TO-DO LIST:
a - According to the conversion rights section, how soon after the press release can the Company set a Mandatory Conversion Date?
b - Reproduce the conversion rights section from "(D) there shall" up to and including "Preferred Stock held.".
c - Write the next part of the conversion rights section, picking up after its final sentence.

EXCERPT TO READ:
Section 6. Conversion Rights.

(a) Mandatory or Automatic Conversion.

(i) Mandatory Conversion by the Company. Subject to and upon compliance with the provisions of this Section 6, the Company shall be entitled, on any date (a "Mandatory Conversion Date") to cause the outstanding shares of Series B Preferred Stock, in whole or from time to time in part, to be automatically converted into shares of Common Stock; provided, that the Company may not exercise such right of conversion unless:

(A) there shall be sufficient shares of Common Stock authorized and available for issuance upon conversion of all outstanding shares of Series B Preferred Stock (after taking into account all reservations of shares and commitments to reserve shares outstanding on the Initial Issuance Date);

(B) the Closing Price of the Common Stock for any twenty consecutive Tradings Days following the Initial Issuance Date shall have been greater than $.10 per share (subject to appropriate adjustment to reflect any stock dividend, stock split or stock combination from and after the Initial Issuance Date);

(C) the Company shall have filed a registration statement, and such registration statement shall be effective, registering the resale of all Common Stock to be received by the holders upon such conversion; and

(D) there shall be no restrictions imposed by the Company on the right of holders to resell such shares of Common Stock.

In the event of any partial conversions of the Series B Preferred Stock pursuant to this Section 6(a)(i), the shares of Series B Preferred Stock to be converted will be pro rata among the holders of Series B Preferred Stock in accordance with the number of shares of outstanding Series B Preferred Stock held.

To exercise the option of the Company to cause mandatory conversion under this Section 6(a)(i), the Company shall issue a press release announcing such conversion prior to the opening of business on the first Trading Day following any date on which the conditions described in this Section 6(a)(i) are met. The Company will give notice of such conversion by mail or by publication (with subsequent prompt notice by mail) to the holders of the Series B Preferred Stock not more than four (4) business days after the date of the press release announcing the Company's intention to convert the Series B Preferred Stock. Any Mandatory Conversion Date will be a date selected by the Company which shall be not less than thirty (30) nor more than sixty (60) days after the date on which the Company issues such press release. In addition to any information required by applicable law or regulation, notice of a conversion at the Company's option pursuant to this Section 6(a)(i) shall state, as appropriate, (i) the Mandatory Conversion Date, (ii) the number of shares of Common Stock to be issued upon conversion of each share of Series B Preferred Stock, (iii) the number of shares of Series B Preferred Stock to be converted (and, if fewer than all of the shares of Series B Preferred Stock are to be converted the number of shares of Series B Preferred Stock to be converted from such holder), (iv) the manner in which the shares of Series B Preferred Stock are to be surrendered for delivery of shares of Common Stock and (v) that dividends on the Series B Preferred Stock to be converted will cease to accrue on the Mandatory Conversion Date.

GIVEN RECORDS:
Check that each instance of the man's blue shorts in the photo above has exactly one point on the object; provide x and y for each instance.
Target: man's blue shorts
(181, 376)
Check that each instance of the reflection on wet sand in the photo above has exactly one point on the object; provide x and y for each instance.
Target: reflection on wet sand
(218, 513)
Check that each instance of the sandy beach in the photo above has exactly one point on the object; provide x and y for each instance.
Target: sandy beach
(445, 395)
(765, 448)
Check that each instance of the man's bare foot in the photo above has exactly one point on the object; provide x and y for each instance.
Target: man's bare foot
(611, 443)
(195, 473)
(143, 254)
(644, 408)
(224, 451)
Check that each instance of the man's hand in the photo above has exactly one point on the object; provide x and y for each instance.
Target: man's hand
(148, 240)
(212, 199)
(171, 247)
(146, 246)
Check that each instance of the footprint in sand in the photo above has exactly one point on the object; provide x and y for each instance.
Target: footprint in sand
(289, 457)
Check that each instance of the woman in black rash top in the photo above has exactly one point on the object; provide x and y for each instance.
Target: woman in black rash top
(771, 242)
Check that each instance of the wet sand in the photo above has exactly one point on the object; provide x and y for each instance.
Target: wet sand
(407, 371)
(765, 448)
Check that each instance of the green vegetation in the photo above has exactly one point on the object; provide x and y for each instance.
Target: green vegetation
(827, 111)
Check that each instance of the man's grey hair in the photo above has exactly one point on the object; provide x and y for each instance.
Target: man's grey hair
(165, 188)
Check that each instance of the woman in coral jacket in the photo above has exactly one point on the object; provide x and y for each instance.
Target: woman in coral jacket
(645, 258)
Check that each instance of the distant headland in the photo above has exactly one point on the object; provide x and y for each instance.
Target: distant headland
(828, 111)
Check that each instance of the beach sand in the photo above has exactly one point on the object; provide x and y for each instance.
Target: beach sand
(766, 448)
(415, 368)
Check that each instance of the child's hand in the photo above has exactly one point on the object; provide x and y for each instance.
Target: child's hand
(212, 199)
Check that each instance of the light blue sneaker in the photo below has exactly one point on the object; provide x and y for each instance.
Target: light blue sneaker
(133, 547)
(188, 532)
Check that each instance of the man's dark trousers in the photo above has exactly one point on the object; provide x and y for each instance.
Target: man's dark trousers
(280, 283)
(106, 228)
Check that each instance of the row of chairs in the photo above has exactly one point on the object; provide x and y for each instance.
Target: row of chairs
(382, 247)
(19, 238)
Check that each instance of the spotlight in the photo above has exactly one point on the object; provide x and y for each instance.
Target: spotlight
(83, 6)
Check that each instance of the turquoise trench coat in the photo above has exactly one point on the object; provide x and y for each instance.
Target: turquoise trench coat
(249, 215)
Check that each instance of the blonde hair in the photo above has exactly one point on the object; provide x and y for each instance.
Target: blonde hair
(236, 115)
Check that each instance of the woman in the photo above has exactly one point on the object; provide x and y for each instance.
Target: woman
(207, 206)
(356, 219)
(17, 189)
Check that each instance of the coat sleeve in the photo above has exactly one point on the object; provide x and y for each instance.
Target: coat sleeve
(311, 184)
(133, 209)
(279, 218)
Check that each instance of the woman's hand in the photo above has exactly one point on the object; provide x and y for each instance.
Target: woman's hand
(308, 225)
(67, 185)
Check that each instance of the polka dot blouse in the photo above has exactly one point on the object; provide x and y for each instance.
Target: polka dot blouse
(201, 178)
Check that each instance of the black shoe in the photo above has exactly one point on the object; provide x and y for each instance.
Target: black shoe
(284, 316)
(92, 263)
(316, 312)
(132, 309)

SOLVED PROBLEMS:
a - No fewer than thirty (30) and no more than sixty (60) days after the Company issues the press release.

b -
(D) there shall be no restrictions imposed by the Company on the right of holders to resell such shares of Common Stock.

In the event of any partial conversions of the Series B Preferred Stock pursuant to this Section 6(a)(i), the shares of Series B Preferred Stock to be converted will be pro rata among the holders of Series B Preferred Stock in accordance with the number of shares of outstanding Series B Preferred Stock held.

c -
(ii) Automatic Conversion. Subject to and upon compliance with the provisions of this Section 6, the outstanding shares of Series B Preferred Stock shall be automatically converted, subject to the express condition that there shall be sufficient shares of Common Stock authorized and available for issuance upon conversion of all outstanding shares of Series B Preferred Stock (after taking into account all reservations of shares and commitments to reserve shares outstanding on the Initial Issuance Date), in whole, into shares of Common Stock upon any conversion of a majority of the total number of shares of Series B Preferred Stock ever issued by the holders thereof pursuant to Section 6(b) (an "Automatic Conversion Date"). Promptly after the occurrence of an Automatic Conversion Date, the company Company shall issue a press release announcing such conversion and give notice of such conversion by mail or by publication (with subsequent prompt notice by mail) to the holders of the Series B Preferred Stock. In addition to any information required by applicable law or regulation, notice of an automatic conversion pursuant to this Section 6(a)(ii) shall state, as appropriate, (i) the Automatic Conversion Date, (ii) the manner in which the shares of Series B Preferred Stock are to be surrendered for delivery of shares of Common Stock and (iii) that dividends on the Series B Preferred Stock will cease to accrue on the Automatic Conversion Date.

(b) Optional Conversion by Holders. Subject to and upon compliance with the provisions of this Section 6, the holders of the outstanding shares of Series B Preferred Stock shall be entitled, at their option but subject to the express condition that there shall be sufficient shares of Common Stock authorized and available for issuance upon conversion of all outstanding shares of Series B Preferred Stock (after taking into account all reservations of shares and commitments to reserve shares outstanding on the Initial Issuance Date), at any time, to convert all or any such shares of Series B Preferred Stock into shares of Common Stock.

(c) Conversion Price. The conversion price (the "Conversion Price") shall initially be $.02 per share of Common Stock, subject to adjustment from time to time in accordance with Section 6(e). The number of shares of Common Stock to which a holder of Series B Preferred Stock shall be entitled upon any conversion under this Section 6, shall be determined by dividing (i) the Liquidation Preference of such Series B Preferred Stock by (ii) the Conversion Price in effect at the close of business on the Conversion Date (determined as provided in this Section 6). All shares of Common Stock issued upon any conversion under this Section 6 shall be validly issued, fully paid and non-assessable.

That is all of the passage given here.